* **PASSAGE**:
-- Begin --

No, I had a simple bug. I wasn't seeing any of my "clear range" compactions because I had added SuggestedCompaction.Clear which isn't persisted. I needed to move that to SuggestedCompaction.Compaction.Clear.

petermattis commented 6 years ago

My latest experiment was an extension of the SuggestedCompaction.Compaction.Clear approach. The ClearRange KV operation is changed to not perform a RocksDB ClearRange operation, but to instead create a suggested compaction with the Clear bit set. The compaction queue is modified to not aggregate compactions with the Clear bit set (this part was important to avoid multi-GB compactions). Before performing a "clearing" compaction, a RocksDB ClearRange operation is performed and then the memtable is flushed. I extended to the clearrange roachtest to run for an hour and the concurrent COUNT(*) operations never encountered problems.

screen shot 2018-05-29 at 11 50 31 am

Live bytes on the cluster very quickly dropped to 0.

screen shot 2018-05-29 at 11 50 27 am

Strangely, used bytes (which is computed based on the actual disk usage) increased. A more recent snapshot of this graph shows that used space is now decreasing rapidly.

-- End --

* **ENTRIES PROVIDED**:

-- Begin --

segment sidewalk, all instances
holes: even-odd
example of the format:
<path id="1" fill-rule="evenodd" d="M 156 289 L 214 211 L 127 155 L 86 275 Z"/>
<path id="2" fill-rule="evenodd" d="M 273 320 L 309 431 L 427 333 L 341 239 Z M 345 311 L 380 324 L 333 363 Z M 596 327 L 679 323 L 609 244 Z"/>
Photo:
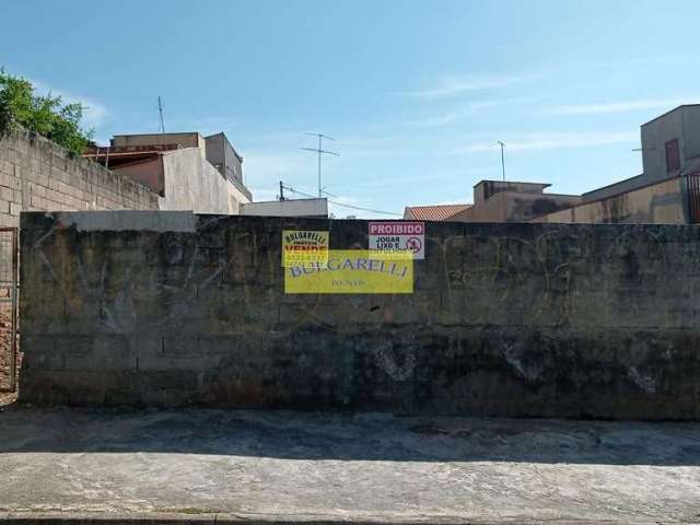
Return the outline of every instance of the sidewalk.
<path id="1" fill-rule="evenodd" d="M 0 522 L 700 522 L 700 423 L 0 413 Z"/>

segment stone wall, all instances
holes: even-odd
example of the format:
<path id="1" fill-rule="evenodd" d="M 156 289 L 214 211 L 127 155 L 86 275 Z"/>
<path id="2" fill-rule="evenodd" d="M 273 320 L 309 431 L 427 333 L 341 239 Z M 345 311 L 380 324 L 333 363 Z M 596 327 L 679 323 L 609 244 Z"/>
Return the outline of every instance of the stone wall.
<path id="1" fill-rule="evenodd" d="M 425 223 L 412 294 L 284 294 L 282 229 L 23 213 L 20 400 L 700 419 L 700 229 Z"/>
<path id="2" fill-rule="evenodd" d="M 158 196 L 43 137 L 0 137 L 0 226 L 16 226 L 21 210 L 119 209 L 158 209 Z"/>

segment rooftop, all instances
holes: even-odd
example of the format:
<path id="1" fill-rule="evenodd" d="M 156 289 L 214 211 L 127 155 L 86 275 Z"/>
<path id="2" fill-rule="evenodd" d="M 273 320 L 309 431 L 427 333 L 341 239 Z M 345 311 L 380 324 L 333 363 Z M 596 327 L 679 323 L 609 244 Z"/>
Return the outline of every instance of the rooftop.
<path id="1" fill-rule="evenodd" d="M 469 208 L 471 205 L 407 206 L 404 217 L 419 221 L 446 221 Z"/>

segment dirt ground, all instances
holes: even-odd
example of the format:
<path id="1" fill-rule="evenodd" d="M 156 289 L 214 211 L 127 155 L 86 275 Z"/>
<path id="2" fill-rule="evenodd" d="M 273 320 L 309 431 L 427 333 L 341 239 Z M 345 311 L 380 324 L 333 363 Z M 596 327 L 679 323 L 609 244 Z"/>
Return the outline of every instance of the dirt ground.
<path id="1" fill-rule="evenodd" d="M 700 423 L 13 406 L 0 472 L 25 525 L 700 522 Z"/>

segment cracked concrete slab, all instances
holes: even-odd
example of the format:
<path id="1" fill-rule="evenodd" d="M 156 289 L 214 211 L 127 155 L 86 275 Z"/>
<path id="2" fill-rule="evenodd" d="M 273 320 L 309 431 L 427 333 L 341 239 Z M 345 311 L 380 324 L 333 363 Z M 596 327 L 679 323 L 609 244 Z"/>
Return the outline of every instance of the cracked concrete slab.
<path id="1" fill-rule="evenodd" d="M 12 408 L 0 472 L 0 521 L 700 522 L 700 423 Z"/>

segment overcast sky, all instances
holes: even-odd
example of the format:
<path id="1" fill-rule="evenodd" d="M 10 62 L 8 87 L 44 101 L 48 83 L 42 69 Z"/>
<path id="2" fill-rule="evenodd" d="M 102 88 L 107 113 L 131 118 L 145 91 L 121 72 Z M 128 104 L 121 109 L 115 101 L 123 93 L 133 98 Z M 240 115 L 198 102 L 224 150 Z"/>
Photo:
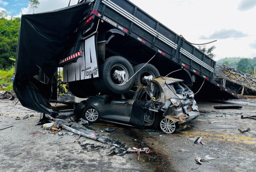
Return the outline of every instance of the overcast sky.
<path id="1" fill-rule="evenodd" d="M 71 0 L 71 4 L 77 1 Z M 215 60 L 226 57 L 256 57 L 256 0 L 131 1 L 191 42 L 217 40 L 207 45 L 216 46 Z M 35 13 L 66 7 L 69 0 L 39 2 Z M 28 3 L 28 0 L 0 0 L 0 10 L 5 9 L 13 16 L 32 14 Z"/>

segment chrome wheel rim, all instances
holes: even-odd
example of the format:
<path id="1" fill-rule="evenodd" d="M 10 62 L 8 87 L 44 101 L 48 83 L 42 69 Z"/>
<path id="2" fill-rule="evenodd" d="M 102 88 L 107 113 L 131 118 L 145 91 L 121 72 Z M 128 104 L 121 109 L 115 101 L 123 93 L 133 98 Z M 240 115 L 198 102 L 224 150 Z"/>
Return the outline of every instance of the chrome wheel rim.
<path id="1" fill-rule="evenodd" d="M 89 121 L 93 122 L 98 119 L 99 115 L 97 111 L 94 109 L 88 109 L 85 112 L 85 118 Z"/>
<path id="2" fill-rule="evenodd" d="M 118 77 L 115 75 L 115 71 L 121 72 L 124 72 L 124 79 L 120 80 L 118 79 Z M 110 75 L 111 76 L 111 79 L 113 82 L 117 85 L 118 86 L 122 86 L 127 82 L 129 77 L 129 75 L 128 74 L 128 71 L 126 68 L 121 64 L 118 64 L 114 65 L 111 69 L 110 71 Z"/>
<path id="3" fill-rule="evenodd" d="M 142 85 L 148 86 L 148 82 L 144 79 L 145 76 L 152 76 L 153 77 L 153 79 L 156 78 L 156 77 L 153 73 L 150 71 L 144 72 L 141 74 L 140 76 L 140 82 Z"/>
<path id="4" fill-rule="evenodd" d="M 169 119 L 164 118 L 160 123 L 160 127 L 165 133 L 170 134 L 175 130 L 175 123 Z"/>

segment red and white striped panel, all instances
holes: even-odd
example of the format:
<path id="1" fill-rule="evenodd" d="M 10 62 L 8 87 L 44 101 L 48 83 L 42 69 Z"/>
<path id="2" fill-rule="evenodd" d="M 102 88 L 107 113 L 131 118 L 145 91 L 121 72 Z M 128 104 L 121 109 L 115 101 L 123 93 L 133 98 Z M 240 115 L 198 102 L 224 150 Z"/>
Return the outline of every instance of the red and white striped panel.
<path id="1" fill-rule="evenodd" d="M 69 56 L 69 57 L 68 57 L 67 58 L 65 58 L 63 60 L 62 60 L 61 61 L 60 61 L 60 63 L 59 64 L 61 64 L 64 62 L 66 62 L 66 61 L 68 61 L 68 60 L 71 60 L 71 59 L 73 59 L 73 58 L 75 58 L 77 57 L 78 57 L 79 55 L 81 55 L 81 54 L 82 53 L 82 51 L 80 51 L 78 52 L 77 52 L 76 53 L 75 53 L 73 55 L 72 55 Z"/>

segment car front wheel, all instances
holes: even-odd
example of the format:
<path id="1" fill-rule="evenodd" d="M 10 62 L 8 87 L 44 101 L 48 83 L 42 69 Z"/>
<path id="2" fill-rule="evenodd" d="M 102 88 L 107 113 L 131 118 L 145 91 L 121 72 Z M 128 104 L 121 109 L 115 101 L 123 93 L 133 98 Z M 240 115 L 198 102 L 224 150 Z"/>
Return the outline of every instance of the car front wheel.
<path id="1" fill-rule="evenodd" d="M 171 134 L 175 130 L 175 123 L 169 119 L 163 117 L 160 123 L 160 128 L 165 133 Z"/>
<path id="2" fill-rule="evenodd" d="M 94 123 L 99 121 L 99 113 L 92 106 L 87 106 L 83 111 L 83 119 L 89 123 Z"/>

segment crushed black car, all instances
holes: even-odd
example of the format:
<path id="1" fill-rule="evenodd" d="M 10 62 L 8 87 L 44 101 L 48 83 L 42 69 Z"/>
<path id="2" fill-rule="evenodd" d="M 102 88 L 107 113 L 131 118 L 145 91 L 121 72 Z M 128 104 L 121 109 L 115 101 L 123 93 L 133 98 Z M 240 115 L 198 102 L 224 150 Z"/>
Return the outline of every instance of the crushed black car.
<path id="1" fill-rule="evenodd" d="M 160 77 L 148 86 L 134 87 L 119 96 L 100 95 L 75 105 L 74 113 L 89 123 L 99 120 L 167 133 L 184 129 L 199 115 L 194 94 L 182 80 Z"/>

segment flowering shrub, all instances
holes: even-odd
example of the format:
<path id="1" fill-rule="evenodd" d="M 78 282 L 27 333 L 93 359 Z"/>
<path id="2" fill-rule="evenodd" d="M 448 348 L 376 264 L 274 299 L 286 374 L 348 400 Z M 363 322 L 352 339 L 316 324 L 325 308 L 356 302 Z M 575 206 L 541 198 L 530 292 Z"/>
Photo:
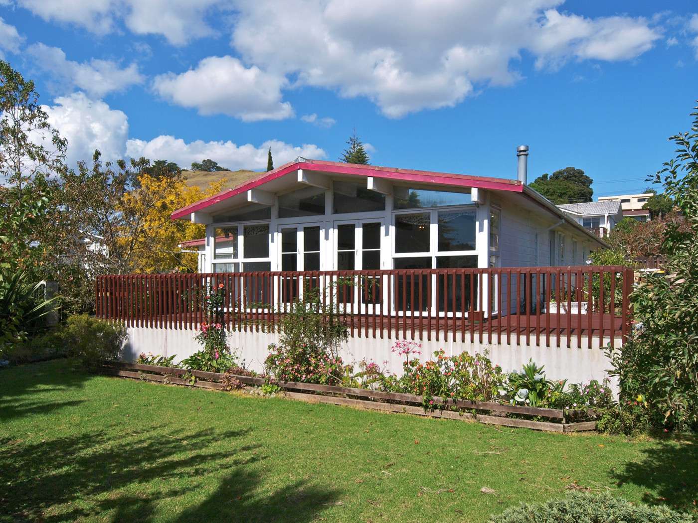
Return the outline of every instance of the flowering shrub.
<path id="1" fill-rule="evenodd" d="M 302 343 L 299 346 L 269 346 L 265 361 L 267 371 L 282 381 L 304 381 L 322 385 L 340 385 L 344 367 L 342 358 L 328 354 L 319 347 Z"/>
<path id="2" fill-rule="evenodd" d="M 204 296 L 204 307 L 207 319 L 201 322 L 200 332 L 195 340 L 203 349 L 192 354 L 182 364 L 192 370 L 225 372 L 237 363 L 237 357 L 228 347 L 223 306 L 225 301 L 223 284 L 213 285 Z"/>
<path id="3" fill-rule="evenodd" d="M 385 390 L 423 396 L 425 407 L 431 407 L 436 396 L 490 401 L 503 383 L 501 367 L 493 366 L 487 355 L 462 352 L 448 357 L 443 350 L 438 350 L 433 353 L 433 360 L 422 363 L 417 357 L 420 348 L 414 342 L 396 342 L 392 351 L 405 357 L 403 374 L 400 378 L 394 375 L 385 378 Z"/>
<path id="4" fill-rule="evenodd" d="M 135 363 L 141 365 L 154 365 L 158 367 L 172 367 L 172 361 L 176 357 L 177 354 L 165 358 L 164 356 L 154 356 L 150 352 L 147 354 L 142 352 Z"/>
<path id="5" fill-rule="evenodd" d="M 500 395 L 509 399 L 512 405 L 548 407 L 564 402 L 566 380 L 554 381 L 546 379 L 544 366 L 538 367 L 529 360 L 518 372 L 511 372 L 507 377 Z"/>
<path id="6" fill-rule="evenodd" d="M 347 329 L 336 312 L 318 289 L 306 287 L 282 317 L 279 344 L 269 346 L 265 361 L 267 372 L 284 381 L 341 384 L 345 371 L 338 350 Z"/>

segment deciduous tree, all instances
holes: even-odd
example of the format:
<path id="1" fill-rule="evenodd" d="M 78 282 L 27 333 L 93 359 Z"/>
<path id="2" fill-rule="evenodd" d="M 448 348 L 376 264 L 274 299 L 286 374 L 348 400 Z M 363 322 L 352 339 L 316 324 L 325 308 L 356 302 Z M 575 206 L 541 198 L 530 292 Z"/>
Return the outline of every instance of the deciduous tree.
<path id="1" fill-rule="evenodd" d="M 591 202 L 593 183 L 583 170 L 570 167 L 542 174 L 530 187 L 554 204 L 577 204 Z"/>

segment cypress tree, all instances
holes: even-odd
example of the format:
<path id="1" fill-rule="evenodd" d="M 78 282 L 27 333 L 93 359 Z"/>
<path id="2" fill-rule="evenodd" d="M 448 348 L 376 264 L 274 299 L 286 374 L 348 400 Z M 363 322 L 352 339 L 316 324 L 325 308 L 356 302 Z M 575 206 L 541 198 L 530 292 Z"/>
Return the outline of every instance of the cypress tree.
<path id="1" fill-rule="evenodd" d="M 346 163 L 369 165 L 370 158 L 366 152 L 366 149 L 364 149 L 364 144 L 361 143 L 359 137 L 356 135 L 356 130 L 354 131 L 354 134 L 352 136 L 349 137 L 349 139 L 347 140 L 347 144 L 349 146 L 344 149 L 344 153 L 339 157 L 339 161 L 346 162 Z"/>

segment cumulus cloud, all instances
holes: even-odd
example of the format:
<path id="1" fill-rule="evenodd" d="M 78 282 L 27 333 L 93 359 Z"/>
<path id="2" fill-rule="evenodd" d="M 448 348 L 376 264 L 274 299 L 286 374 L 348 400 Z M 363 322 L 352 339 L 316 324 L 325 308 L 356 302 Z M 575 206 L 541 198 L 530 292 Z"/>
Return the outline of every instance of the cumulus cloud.
<path id="1" fill-rule="evenodd" d="M 66 53 L 59 47 L 43 43 L 30 45 L 27 53 L 37 67 L 51 73 L 53 82 L 62 90 L 73 91 L 77 88 L 93 98 L 123 91 L 144 80 L 135 63 L 123 68 L 110 60 L 92 59 L 89 62 L 79 63 L 66 59 Z"/>
<path id="2" fill-rule="evenodd" d="M 312 144 L 294 146 L 279 140 L 269 140 L 255 146 L 251 144 L 237 145 L 232 142 L 203 142 L 188 143 L 181 138 L 161 135 L 149 141 L 132 139 L 126 143 L 126 154 L 133 158 L 167 158 L 182 167 L 192 162 L 211 158 L 229 169 L 263 169 L 267 167 L 267 154 L 272 148 L 274 163 L 290 162 L 297 156 L 322 159 L 327 153 Z"/>
<path id="3" fill-rule="evenodd" d="M 44 105 L 51 126 L 68 140 L 66 162 L 74 167 L 80 160 L 89 161 L 95 149 L 105 160 L 122 158 L 128 136 L 128 120 L 121 111 L 111 109 L 101 100 L 91 100 L 84 93 L 74 93 Z"/>
<path id="4" fill-rule="evenodd" d="M 154 91 L 177 105 L 194 108 L 200 114 L 227 114 L 243 121 L 282 120 L 293 116 L 281 89 L 283 75 L 245 67 L 232 56 L 209 56 L 197 67 L 176 75 L 156 77 Z"/>
<path id="5" fill-rule="evenodd" d="M 400 117 L 452 107 L 475 82 L 515 82 L 521 75 L 511 63 L 524 50 L 539 67 L 559 67 L 572 59 L 634 59 L 660 37 L 644 18 L 586 18 L 556 10 L 560 3 L 240 0 L 231 41 L 246 63 L 295 85 L 365 96 Z"/>
<path id="6" fill-rule="evenodd" d="M 0 58 L 5 56 L 3 52 L 18 53 L 24 40 L 15 26 L 5 23 L 5 20 L 0 17 Z"/>
<path id="7" fill-rule="evenodd" d="M 695 51 L 696 59 L 698 60 L 698 14 L 695 14 L 690 17 L 686 29 L 693 35 L 691 40 L 691 45 Z"/>
<path id="8" fill-rule="evenodd" d="M 215 34 L 206 17 L 225 0 L 17 0 L 46 21 L 72 23 L 105 35 L 123 23 L 136 34 L 160 35 L 174 45 Z"/>
<path id="9" fill-rule="evenodd" d="M 301 120 L 306 123 L 312 123 L 313 126 L 322 127 L 325 129 L 329 129 L 337 123 L 337 121 L 334 118 L 330 118 L 329 116 L 320 118 L 315 113 L 313 113 L 312 114 L 304 114 L 301 116 Z"/>

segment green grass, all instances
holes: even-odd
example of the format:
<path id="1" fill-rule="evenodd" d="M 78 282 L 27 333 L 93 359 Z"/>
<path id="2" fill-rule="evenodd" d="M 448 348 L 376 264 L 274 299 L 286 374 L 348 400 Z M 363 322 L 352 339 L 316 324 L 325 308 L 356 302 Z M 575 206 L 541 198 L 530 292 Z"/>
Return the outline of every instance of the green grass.
<path id="1" fill-rule="evenodd" d="M 2 522 L 481 522 L 574 485 L 689 510 L 698 496 L 695 441 L 498 429 L 67 361 L 0 370 L 0 449 Z"/>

-- End --

* **EXERCISES**:
1 > In the ClearRange compaction discussion, rewrite the part that opens with the words containing "petermattis commented 6" and closes with "never encountered problems.", substituting "write buffer" for "memtable".
2 > According to the ClearRange compaction discussion, for how long was the clearrange roachtest extended to run?
3 > Continue the ClearRange compaction discussion from the point where it stops.
The records that appear with the text were taken from an unrelated source.

* **ANSWERS PROVIDED**:
1 >
petermattis commented 6 years ago

My latest experiment was an extension of the SuggestedCompaction.Compaction.Clear approach. The ClearRange KV operation is changed to not perform a RocksDB ClearRange operation, but to instead create a suggested compaction with the Clear bit set. The compaction queue is modified to not aggregate compactions with the Clear bit set (this part was important to avoid multi-GB compactions). Before performing a "clearing" compaction, a RocksDB ClearRange operation is performed and then the write buffer is flushed. I extended to the clearrange roachtest to run for an hour and the concurrent COUNT(*) operations never encountered problems.

2 > One hour.

3 >
screen shot 2018-05-29 at 11 57 29 am

screen shot 2018-05-29 at 11 58 55 am

Looks like RocksDB decided to start compacting, though I'm not sure what triggered that. Perhaps the compaction queue. I need to poke around more.

screen shot 2018-05-29 at 11 50 41 am

RocksDB sstables were decreasing, though I believe this metric counts the number of "live" sstables.

screen shot 2018-05-29 at 11 50 51 am

The number of open file descriptors didn't decrease with the number of sstables. This suggests some sort of sstable leak.

petermattis commented 6 years ago

I tried flushing the RocksDB memtable whenever a replica proposal contains suggested compactions. The idea being that the suggested compactions correspond to a batch containing a RocksDB ClearRange operation and it is beneficial to flush that operation. The cluster wedged quickly with this experiment. I'm going to add some debug logs to RocksDB to validate my understanding of what is going on at the RocksDB level.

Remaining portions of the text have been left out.